:: DATASET EXTRACT ::
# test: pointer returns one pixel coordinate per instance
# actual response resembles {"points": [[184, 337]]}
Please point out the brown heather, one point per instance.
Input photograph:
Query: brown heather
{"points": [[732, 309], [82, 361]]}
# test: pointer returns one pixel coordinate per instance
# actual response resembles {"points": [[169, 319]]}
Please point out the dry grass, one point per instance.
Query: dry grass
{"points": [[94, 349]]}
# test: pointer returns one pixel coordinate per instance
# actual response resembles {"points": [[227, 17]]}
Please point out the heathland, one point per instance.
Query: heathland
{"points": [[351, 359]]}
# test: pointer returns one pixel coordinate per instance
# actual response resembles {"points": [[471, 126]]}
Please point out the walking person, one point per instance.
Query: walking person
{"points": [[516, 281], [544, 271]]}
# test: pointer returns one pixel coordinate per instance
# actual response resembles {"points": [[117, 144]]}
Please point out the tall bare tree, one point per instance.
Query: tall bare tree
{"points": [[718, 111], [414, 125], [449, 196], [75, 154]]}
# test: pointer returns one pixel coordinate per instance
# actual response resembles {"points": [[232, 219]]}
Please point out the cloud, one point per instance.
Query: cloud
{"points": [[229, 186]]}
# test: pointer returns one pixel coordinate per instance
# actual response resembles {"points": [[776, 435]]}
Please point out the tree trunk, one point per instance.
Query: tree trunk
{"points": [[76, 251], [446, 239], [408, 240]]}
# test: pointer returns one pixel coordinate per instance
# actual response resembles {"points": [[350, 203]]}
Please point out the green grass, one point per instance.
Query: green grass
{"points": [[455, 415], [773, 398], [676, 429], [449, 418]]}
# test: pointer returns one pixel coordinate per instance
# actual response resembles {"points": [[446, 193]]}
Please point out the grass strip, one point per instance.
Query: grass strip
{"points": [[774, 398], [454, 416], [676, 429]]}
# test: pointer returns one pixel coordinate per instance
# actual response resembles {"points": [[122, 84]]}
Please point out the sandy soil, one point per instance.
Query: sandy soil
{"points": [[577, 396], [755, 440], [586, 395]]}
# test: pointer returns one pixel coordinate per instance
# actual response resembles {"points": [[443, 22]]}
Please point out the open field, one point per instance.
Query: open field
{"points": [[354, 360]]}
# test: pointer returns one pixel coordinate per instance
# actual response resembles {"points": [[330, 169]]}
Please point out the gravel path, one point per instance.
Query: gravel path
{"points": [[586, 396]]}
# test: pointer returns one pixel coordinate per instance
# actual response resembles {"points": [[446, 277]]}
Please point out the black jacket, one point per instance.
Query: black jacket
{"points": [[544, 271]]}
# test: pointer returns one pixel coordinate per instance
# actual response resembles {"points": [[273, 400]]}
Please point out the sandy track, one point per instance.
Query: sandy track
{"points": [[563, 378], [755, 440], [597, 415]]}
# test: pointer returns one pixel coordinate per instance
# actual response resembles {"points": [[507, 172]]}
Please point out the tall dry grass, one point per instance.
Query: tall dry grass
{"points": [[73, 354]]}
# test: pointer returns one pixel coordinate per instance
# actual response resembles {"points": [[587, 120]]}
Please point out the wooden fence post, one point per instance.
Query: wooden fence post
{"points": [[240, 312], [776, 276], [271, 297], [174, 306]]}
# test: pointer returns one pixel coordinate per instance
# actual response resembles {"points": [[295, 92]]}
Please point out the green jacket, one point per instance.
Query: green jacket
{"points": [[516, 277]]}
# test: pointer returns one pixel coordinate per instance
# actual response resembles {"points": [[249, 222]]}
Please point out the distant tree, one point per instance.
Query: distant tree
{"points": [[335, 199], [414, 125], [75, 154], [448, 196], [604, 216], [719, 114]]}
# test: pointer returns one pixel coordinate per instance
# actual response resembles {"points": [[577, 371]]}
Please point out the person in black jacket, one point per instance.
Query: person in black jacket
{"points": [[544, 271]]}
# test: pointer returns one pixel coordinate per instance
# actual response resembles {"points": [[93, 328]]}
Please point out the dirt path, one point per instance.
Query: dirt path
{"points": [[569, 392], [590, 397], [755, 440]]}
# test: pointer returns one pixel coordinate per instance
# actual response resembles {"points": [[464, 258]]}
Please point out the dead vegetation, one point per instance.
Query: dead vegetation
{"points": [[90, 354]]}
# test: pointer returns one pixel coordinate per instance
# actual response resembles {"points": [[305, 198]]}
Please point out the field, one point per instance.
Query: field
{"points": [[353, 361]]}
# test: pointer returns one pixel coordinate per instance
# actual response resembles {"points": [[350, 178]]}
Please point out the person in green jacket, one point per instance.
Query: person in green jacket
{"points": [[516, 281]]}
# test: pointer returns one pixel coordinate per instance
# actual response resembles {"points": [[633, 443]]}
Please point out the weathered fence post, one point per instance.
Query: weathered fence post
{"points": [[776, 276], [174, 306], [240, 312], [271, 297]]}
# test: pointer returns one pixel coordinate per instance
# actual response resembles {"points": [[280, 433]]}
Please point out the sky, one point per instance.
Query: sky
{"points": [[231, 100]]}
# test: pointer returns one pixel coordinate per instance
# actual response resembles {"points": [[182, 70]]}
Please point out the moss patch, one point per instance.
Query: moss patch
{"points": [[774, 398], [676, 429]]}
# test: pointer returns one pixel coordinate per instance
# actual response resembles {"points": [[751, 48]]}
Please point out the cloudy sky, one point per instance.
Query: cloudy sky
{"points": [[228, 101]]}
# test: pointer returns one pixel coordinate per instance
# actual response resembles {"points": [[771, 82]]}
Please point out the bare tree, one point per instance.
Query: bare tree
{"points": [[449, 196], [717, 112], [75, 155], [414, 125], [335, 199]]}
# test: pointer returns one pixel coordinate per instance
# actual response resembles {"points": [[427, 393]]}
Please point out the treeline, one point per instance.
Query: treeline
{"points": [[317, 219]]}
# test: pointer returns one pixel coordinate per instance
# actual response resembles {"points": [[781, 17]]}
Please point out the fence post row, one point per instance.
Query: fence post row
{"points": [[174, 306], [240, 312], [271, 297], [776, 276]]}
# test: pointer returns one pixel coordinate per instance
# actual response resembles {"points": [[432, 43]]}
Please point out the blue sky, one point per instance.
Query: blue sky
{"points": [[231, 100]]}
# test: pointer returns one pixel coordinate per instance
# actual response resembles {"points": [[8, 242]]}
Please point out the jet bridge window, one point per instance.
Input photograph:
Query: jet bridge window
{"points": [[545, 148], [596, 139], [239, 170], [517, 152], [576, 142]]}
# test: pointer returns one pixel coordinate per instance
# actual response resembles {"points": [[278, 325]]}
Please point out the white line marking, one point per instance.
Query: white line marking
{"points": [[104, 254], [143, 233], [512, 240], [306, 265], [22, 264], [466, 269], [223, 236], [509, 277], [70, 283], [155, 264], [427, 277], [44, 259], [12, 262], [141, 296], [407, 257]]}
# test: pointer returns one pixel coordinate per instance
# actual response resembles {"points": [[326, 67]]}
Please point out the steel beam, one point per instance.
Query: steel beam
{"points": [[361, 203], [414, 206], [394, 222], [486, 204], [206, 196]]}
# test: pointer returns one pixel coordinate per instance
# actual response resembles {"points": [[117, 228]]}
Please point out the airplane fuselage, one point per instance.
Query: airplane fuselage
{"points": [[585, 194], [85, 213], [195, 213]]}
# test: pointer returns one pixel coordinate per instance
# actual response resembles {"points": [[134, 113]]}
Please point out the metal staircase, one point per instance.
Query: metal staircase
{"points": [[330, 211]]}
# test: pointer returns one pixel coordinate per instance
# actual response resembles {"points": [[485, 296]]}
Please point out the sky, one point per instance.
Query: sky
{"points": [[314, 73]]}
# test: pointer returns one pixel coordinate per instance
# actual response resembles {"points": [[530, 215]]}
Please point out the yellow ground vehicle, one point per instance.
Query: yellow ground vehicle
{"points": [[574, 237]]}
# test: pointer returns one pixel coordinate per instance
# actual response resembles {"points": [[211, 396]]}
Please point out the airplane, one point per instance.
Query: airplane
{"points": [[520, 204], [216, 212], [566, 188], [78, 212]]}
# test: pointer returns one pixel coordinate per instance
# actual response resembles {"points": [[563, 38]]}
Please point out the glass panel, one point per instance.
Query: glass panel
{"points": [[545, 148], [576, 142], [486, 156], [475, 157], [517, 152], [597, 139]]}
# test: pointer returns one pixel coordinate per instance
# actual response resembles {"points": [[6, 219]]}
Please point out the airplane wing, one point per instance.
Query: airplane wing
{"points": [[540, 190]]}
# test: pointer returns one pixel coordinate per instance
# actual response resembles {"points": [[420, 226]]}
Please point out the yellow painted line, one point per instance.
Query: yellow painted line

:: CHALLENGE ::
From the rows above, return every line that contains the word "tall".

:: ANSWER TO THIS PROBLEM ::
Please point out the tall bare tree, one point per instance.
Query: tall bare tree
Please point out the tall dry grass, one point per instance.
Query: tall dry grass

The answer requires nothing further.